Task to complete —
Report every line in the listing that contains the string "sandy", matching case exactly.

Stored entries

+===+

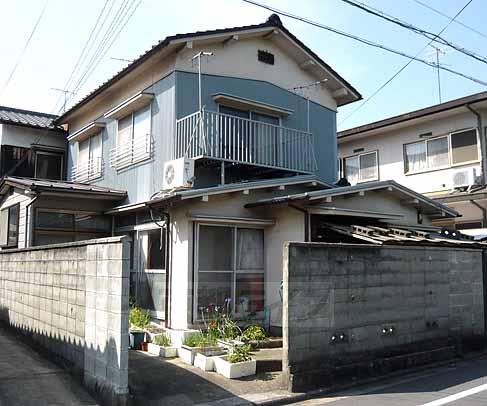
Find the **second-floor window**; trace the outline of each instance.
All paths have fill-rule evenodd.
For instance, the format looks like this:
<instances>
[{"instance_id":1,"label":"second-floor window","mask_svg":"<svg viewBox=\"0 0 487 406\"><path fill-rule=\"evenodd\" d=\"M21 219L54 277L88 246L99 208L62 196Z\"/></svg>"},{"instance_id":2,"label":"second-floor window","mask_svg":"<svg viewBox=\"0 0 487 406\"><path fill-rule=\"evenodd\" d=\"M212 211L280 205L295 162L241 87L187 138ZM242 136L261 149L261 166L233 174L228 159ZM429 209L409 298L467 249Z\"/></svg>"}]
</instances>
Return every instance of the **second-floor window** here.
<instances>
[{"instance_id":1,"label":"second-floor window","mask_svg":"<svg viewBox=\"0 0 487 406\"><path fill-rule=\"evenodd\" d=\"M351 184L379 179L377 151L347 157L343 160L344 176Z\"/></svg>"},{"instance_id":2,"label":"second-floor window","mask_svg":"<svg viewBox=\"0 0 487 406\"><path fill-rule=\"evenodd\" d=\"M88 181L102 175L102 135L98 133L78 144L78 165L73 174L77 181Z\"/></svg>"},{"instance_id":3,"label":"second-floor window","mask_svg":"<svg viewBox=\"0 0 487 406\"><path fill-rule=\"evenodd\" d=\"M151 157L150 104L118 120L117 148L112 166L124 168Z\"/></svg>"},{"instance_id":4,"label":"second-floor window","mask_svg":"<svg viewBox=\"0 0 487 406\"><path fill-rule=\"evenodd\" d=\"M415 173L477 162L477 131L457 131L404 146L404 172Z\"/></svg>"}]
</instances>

+===+

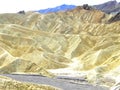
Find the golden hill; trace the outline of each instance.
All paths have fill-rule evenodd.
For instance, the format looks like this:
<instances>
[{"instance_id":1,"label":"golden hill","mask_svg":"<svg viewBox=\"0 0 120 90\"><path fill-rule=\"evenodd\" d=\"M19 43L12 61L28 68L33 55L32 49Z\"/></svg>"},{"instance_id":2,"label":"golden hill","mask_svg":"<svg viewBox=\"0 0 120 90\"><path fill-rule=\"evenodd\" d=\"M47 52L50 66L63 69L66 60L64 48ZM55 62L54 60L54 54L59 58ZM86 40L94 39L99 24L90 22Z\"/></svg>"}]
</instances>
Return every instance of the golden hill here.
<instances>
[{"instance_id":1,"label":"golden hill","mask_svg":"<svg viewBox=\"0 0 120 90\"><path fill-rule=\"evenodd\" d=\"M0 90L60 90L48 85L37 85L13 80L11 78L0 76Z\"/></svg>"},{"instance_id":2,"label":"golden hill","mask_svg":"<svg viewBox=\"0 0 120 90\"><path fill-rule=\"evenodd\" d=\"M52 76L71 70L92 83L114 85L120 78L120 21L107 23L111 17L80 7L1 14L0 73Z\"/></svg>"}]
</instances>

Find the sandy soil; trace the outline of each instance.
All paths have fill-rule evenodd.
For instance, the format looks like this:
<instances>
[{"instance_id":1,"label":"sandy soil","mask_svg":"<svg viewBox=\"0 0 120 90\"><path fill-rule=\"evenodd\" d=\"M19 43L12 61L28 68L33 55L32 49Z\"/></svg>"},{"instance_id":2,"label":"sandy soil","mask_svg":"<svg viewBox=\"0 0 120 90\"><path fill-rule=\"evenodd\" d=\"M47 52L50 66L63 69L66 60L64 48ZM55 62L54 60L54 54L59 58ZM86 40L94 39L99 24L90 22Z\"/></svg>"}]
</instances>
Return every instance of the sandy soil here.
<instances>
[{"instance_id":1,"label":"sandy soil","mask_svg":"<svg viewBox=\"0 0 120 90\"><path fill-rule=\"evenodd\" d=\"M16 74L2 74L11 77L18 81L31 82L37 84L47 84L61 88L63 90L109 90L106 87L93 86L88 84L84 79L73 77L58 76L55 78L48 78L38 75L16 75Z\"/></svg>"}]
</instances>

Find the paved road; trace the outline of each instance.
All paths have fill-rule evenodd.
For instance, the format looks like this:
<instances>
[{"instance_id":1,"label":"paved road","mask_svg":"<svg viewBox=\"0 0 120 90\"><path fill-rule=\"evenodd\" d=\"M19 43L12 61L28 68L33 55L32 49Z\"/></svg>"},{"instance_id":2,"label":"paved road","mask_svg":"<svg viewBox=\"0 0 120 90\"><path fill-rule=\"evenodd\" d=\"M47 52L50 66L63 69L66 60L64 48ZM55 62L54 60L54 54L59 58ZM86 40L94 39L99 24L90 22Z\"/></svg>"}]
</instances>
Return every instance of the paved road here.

+===+

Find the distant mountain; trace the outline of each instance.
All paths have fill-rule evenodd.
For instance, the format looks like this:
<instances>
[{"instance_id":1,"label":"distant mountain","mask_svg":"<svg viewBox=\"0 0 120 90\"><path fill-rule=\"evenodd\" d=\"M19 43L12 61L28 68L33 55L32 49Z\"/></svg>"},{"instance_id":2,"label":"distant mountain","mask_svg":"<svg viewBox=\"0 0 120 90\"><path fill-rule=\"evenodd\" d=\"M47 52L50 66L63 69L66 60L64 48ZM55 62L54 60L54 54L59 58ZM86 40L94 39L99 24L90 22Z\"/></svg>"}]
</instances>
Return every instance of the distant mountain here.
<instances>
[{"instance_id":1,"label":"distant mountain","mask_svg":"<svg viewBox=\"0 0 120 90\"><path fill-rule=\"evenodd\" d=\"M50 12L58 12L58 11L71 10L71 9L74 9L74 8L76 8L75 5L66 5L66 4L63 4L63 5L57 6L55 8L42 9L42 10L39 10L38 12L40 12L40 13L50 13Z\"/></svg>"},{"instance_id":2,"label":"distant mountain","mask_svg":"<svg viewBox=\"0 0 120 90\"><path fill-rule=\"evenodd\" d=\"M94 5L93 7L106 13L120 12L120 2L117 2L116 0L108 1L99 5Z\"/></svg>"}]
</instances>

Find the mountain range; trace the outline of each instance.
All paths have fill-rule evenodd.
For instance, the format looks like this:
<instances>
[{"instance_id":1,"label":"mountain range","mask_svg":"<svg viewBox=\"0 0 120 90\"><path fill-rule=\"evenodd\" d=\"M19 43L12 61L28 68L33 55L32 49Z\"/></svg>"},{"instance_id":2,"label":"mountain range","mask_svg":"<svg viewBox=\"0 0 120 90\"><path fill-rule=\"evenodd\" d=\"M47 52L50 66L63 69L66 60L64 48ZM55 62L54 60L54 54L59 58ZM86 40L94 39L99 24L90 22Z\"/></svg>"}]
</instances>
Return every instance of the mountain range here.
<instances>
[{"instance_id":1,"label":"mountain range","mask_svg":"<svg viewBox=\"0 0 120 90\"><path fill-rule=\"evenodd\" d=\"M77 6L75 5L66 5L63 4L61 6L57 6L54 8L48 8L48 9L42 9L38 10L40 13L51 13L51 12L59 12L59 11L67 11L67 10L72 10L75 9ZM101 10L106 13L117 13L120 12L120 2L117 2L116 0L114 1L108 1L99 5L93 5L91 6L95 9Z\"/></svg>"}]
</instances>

+===+

Expected output —
Find the sandy soil; trace the outline of each instance.
[{"instance_id":1,"label":"sandy soil","mask_svg":"<svg viewBox=\"0 0 120 90\"><path fill-rule=\"evenodd\" d=\"M19 43L12 61L28 68L33 55L32 49Z\"/></svg>"},{"instance_id":2,"label":"sandy soil","mask_svg":"<svg viewBox=\"0 0 120 90\"><path fill-rule=\"evenodd\" d=\"M47 52L50 66L63 69L66 60L64 48ZM55 62L54 60L54 54L59 58ZM86 40L94 39L99 24L90 22Z\"/></svg>"}]
Return every instance of the sandy soil here.
[{"instance_id":1,"label":"sandy soil","mask_svg":"<svg viewBox=\"0 0 120 90\"><path fill-rule=\"evenodd\" d=\"M16 74L2 74L11 77L18 81L31 82L37 84L47 84L61 88L63 90L109 90L106 87L93 86L88 84L84 79L73 77L58 76L55 78L48 78L38 75L16 75Z\"/></svg>"}]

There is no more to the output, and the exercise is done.